**Travail à effectuer**:
**1.** Réécrivez tout le passage de l'article sur la grippe aviaire allant de « Les grues cendrées accusées » jusqu'à « dans le pays ! », en substituant « oies sauvages » à « grues cendrées ».
**2.** Relevez tous les noms de pays, de départements et de communes cités dans l'article sur la grippe aviaire.

**Extrait de l'article**:
October 29, 2025

« On est prêts à vacciner trois fois nos canards » : dans le Tarn-et-Garonne, la riposte s’organise face à la grippe aviaire

l’essentiel
Alors que la France est repassée en risque élevé face à la grippe aviaire, les agriculteurs du Tarn-et-Garonne restent sur le qui-vive. Exemple à Saint-Nauphary chez Garrigues, éleveurs de canards.

C’est l’alerte, pas encore l’alarme : face à l’évolution des cas d’influenza aviaire hautement pathogène (IAHP) dans la faune sauvage et dans les exploitations d’élevage de volailles, la France a été placée en risque élevé depuis le 22 octobre. Parmi les six foyers déjà relevés dans des élevages commerciaux, un concerne la commune d’Allons, en Lot-et-Garonne. Le préfet a publié l’arrêté usuel en pareil cas, qui définit des zones de protection et de surveillance situées à 3 et 10 km autour de l’établissement contaminé.

Les grues cendrées accusées

Les grues cendrées, en pleine migration, sont pointées du doigt comme vectrices de l’épizootie dont les conséquences sont potentiellement désastreuses : on se souvient peut-être qu’entre 2021 et 2023, il avait fallu abattre 32 millions de volailles dans le pays !
À Saint-Nauphary, dans la SCEA du Coutet de la famille Garrigues, les 14 000 canards mulards présents ce 28 octobre ont l’air de se porter comme un charme. Qui plus est, il pleuviote, des flaques se forment pour la plus grande joie des palmipèdes.

Données d'expressions référentielles
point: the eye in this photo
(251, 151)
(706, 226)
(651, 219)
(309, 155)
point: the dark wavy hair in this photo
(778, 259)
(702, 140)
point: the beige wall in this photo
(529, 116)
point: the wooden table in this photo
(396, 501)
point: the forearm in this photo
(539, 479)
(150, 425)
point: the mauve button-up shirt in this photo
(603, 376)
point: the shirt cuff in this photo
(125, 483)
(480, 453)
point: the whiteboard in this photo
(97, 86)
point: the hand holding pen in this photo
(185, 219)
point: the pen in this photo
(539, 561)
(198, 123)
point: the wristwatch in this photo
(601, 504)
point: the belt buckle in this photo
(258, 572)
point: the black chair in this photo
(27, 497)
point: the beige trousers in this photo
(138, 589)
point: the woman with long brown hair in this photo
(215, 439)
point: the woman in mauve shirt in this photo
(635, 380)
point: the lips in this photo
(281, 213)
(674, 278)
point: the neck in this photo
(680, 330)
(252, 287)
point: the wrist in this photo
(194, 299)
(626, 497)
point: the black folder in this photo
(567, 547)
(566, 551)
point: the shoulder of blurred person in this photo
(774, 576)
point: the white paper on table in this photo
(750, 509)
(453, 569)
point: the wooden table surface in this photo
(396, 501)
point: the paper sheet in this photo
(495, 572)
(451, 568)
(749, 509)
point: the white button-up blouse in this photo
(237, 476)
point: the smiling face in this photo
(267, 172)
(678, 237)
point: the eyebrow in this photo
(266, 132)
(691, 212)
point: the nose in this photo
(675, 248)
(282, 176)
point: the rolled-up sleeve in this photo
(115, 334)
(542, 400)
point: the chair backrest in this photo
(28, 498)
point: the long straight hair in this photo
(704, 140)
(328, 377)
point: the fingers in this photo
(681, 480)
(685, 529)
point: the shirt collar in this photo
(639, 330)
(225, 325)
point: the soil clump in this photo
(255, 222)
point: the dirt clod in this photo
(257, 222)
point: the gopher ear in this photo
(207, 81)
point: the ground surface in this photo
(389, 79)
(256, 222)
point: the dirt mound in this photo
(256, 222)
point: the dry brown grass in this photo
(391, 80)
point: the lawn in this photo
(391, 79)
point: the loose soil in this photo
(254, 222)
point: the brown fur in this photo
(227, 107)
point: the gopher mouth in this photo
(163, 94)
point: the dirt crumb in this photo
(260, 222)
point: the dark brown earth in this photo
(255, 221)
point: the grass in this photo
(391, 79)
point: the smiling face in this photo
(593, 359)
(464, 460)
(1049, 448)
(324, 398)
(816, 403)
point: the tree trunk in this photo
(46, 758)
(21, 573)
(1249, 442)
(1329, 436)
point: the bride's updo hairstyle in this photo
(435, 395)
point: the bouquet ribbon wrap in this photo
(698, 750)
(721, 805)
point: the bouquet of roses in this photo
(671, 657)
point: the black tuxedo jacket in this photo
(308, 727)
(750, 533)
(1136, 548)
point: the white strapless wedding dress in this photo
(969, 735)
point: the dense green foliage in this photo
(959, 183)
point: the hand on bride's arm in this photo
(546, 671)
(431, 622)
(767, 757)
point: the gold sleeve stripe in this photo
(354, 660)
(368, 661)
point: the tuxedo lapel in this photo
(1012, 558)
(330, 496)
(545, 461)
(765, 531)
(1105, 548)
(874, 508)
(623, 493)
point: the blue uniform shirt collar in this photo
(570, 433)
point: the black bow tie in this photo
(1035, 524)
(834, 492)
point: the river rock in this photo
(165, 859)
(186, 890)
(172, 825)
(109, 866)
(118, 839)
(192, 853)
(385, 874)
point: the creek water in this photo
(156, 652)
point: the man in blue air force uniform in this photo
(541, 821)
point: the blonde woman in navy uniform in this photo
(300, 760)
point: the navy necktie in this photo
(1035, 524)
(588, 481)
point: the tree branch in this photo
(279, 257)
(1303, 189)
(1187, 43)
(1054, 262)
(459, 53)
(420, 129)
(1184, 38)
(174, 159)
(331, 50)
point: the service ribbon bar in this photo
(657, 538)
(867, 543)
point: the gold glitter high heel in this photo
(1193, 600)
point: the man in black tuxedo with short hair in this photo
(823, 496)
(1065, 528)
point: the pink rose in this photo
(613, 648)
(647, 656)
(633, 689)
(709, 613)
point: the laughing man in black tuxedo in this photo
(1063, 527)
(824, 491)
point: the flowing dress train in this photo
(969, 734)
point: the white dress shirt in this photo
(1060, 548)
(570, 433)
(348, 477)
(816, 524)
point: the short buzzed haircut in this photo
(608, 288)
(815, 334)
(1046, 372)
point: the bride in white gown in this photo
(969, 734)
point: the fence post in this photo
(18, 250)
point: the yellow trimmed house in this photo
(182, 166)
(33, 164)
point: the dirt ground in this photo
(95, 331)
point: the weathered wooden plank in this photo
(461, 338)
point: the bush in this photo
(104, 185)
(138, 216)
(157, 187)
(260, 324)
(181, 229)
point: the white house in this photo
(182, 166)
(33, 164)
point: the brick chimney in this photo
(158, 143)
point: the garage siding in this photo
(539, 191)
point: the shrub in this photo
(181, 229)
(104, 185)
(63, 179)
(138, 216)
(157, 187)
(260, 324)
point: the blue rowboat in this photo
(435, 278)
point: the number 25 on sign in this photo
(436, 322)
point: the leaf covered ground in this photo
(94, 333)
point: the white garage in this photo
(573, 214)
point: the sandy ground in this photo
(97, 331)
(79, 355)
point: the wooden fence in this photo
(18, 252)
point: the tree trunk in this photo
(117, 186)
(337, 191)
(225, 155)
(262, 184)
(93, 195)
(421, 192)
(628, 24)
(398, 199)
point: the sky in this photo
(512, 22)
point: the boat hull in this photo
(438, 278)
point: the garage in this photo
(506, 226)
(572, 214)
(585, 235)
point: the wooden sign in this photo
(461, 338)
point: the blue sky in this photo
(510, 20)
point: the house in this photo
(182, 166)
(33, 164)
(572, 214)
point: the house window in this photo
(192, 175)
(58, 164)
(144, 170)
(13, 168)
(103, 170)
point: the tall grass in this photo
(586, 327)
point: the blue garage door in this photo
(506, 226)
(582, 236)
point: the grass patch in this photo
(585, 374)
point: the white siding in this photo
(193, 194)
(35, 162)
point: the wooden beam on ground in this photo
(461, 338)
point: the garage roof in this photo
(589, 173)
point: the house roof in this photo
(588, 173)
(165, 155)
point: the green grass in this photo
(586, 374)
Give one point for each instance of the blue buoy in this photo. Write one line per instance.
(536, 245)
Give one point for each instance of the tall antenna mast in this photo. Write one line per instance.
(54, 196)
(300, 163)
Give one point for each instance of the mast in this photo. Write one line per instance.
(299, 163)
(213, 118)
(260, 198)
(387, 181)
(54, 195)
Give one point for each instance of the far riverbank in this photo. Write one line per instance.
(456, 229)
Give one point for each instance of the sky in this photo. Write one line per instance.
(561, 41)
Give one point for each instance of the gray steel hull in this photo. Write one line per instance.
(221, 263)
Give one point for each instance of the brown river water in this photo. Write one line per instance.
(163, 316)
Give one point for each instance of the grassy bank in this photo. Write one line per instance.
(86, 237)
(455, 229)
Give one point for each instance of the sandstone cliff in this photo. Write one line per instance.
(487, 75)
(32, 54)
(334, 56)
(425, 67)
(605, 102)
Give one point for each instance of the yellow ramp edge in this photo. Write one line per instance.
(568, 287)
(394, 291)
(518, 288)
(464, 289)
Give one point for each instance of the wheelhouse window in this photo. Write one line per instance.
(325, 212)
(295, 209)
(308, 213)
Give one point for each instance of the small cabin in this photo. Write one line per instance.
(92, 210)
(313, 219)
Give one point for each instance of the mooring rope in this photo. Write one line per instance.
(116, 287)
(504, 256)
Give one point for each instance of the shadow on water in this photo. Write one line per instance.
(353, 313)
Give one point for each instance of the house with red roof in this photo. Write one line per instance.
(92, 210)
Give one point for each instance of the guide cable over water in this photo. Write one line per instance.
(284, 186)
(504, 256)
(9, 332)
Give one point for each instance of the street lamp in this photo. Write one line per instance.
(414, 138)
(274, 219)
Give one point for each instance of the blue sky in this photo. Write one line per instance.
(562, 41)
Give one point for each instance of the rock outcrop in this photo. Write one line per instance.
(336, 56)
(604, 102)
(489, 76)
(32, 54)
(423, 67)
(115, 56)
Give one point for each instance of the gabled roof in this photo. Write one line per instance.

**Réponses attendues**:
**1.**
Les oies sauvages accusées

Les oies sauvages, en pleine migration, sont pointées du doigt comme vectrices de l’épizootie dont les conséquences sont potentiellement désastreuses : on se souvient peut-être qu’entre 2021 et 2023, il avait fallu abattre 32 millions de volailles dans le pays !

**2.** France, Tarn-et-Garonne, Saint-Nauphary, Allons, Lot-et-Garonne